THE Carnegie Trustees have already shown a desire to aid the work of the School Board in certain directions, but their help has hitherto taken for the most part a somewhat stereotyped form, such as the provision of bursaries, a summer gala-day, etc. The study of the schools, however, suggests many interesting questions, and undoubtedly a great opportunity exists at Dunfermline for attempting in connection with them such pioneer work as would have much more than a local influence. It is this work, which could so well be undertaken by the trustees in conjunction with the School Board, that the writer now proposes mainly to consider, rather than questions relating to the everyday routine of the schools, for the teachers loyally do their duty, and a good standard in the ordinary subjects of the curriculum is well maintained.

The writer does not propose to attempt in any way to outline a complete educational system, but only to touch upon existing defects, or upon points which appear to give opportunity for immediate and healthful action. The first fact that impresses an inquirer into the educational system of Dunfermline is that it deals only with the school work of the children. There is no attempt to superintend or to influence their lives outside the school buildings. The late Royal Commission, which inquired into the question of physical training for Scotland, made the admirable suggestion (amongst others) that there should be a Games' Committee attached to every Scottish School Board, and this suggestion is particularly applicable to Dunfermline, for no attempt is made by the Board to promote or encourage games, and to take advantage of this method of advancing the moral and bodily welfare of the children. Neither the High School nor any of the elementary schools of the town have any playing fields or playgrounds of any kind beyond the inadequate margin of ground around the respective buildings. The provision, therefore, of suitable fields for cricket, football, and other sports and games, appears to be the first step to be taken in the interests of the children. The ideal plan would, of course, be for each school to stand in its own playing grounds, and such a plan could well be followed when building new schools; but as that is no longer possible in the case of the existing schools, one or more pieces of ground in easily accessible positions should be provided without delay. No games are permitted in Pittencrieff Park, and the slope and general condition of the ground in the old public park make games like football and cricket an impossibility.

Tasks to perform:
1/ Answer these questions about the Dunfermline schools passage:
(a) Which two forms of help from the Carnegie Trustees does it name?
(b) What did the late Royal Commission suggest should be attached to every Scottish School Board?
(c) In which park are no games permitted?
2/ Can you reproduce, word for word, the stretch of the Dunfermline schools passage from "THE Carnegie Trustees" through "is well maintained."?
3/ Which bodies, such as trustees, boards, commissions or committees, does the Dunfermline schools passage name? List them all.
The items that come next are drawn from a different source.

Source information:

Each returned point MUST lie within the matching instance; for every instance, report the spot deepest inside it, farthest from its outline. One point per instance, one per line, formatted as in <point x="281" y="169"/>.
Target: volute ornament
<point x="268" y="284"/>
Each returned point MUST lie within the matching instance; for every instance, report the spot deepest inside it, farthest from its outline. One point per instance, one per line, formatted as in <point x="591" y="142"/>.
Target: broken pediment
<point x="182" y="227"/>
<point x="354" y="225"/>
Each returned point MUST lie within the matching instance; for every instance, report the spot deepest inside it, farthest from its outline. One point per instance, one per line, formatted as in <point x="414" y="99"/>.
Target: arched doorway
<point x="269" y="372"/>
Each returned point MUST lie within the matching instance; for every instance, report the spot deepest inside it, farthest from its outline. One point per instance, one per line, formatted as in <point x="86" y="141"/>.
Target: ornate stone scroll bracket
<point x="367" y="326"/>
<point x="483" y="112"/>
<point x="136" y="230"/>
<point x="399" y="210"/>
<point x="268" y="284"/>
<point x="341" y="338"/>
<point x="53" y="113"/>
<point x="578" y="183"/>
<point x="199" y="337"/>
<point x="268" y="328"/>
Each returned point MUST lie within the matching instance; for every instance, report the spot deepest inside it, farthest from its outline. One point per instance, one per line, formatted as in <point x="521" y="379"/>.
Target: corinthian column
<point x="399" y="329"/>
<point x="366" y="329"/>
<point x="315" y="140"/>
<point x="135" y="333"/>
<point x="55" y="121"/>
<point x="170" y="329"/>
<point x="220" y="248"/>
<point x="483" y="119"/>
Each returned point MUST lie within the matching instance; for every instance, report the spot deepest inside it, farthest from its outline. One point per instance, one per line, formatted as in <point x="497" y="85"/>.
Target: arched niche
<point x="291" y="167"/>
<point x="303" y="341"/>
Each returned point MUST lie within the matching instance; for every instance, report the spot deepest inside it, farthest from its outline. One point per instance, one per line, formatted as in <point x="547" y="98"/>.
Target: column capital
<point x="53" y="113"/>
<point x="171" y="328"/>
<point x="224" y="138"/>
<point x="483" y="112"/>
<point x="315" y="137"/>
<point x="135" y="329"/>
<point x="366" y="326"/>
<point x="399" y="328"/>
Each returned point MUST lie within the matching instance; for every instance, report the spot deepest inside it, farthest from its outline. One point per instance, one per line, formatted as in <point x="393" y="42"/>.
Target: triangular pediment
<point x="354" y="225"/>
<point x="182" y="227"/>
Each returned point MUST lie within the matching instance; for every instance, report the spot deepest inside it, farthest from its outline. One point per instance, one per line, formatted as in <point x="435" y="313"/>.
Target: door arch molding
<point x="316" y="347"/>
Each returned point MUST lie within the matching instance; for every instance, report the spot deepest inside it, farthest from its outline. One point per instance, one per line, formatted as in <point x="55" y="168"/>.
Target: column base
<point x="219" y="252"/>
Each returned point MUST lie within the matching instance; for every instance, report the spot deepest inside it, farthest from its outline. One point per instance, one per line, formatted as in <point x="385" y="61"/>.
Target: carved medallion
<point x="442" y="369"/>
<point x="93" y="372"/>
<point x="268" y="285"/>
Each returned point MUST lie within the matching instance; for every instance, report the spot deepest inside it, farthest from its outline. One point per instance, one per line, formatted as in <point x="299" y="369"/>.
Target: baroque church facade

Responses for each task:
1/
(a) The provision of bursaries and a summer gala-day.
(b) A Games' Committee.
(c) Pittencrieff Park.

2/
THE Carnegie Trustees have already shown a desire to aid the work of the School Board in certain directions, but their help has hitherto taken for the most part a somewhat stereotyped form, such as the provision of bursaries, a summer gala-day, etc. The study of the schools, however, suggests many interesting questions, and undoubtedly a great opportunity exists at Dunfermline for attempting in connection with them such pioneer work as would have much more than a local influence. It is this work, which could so well be undertaken by the trustees in conjunction with the School Board, that the writer now proposes mainly to consider, rather than questions relating to the everyday routine of the schools, for the teachers loyally do their duty, and a good standard in the ordinary subjects of the curriculum is well maintained.

3/
- the Carnegie Trustees
- the School Board
- the late Royal Commission
- a Games' Committee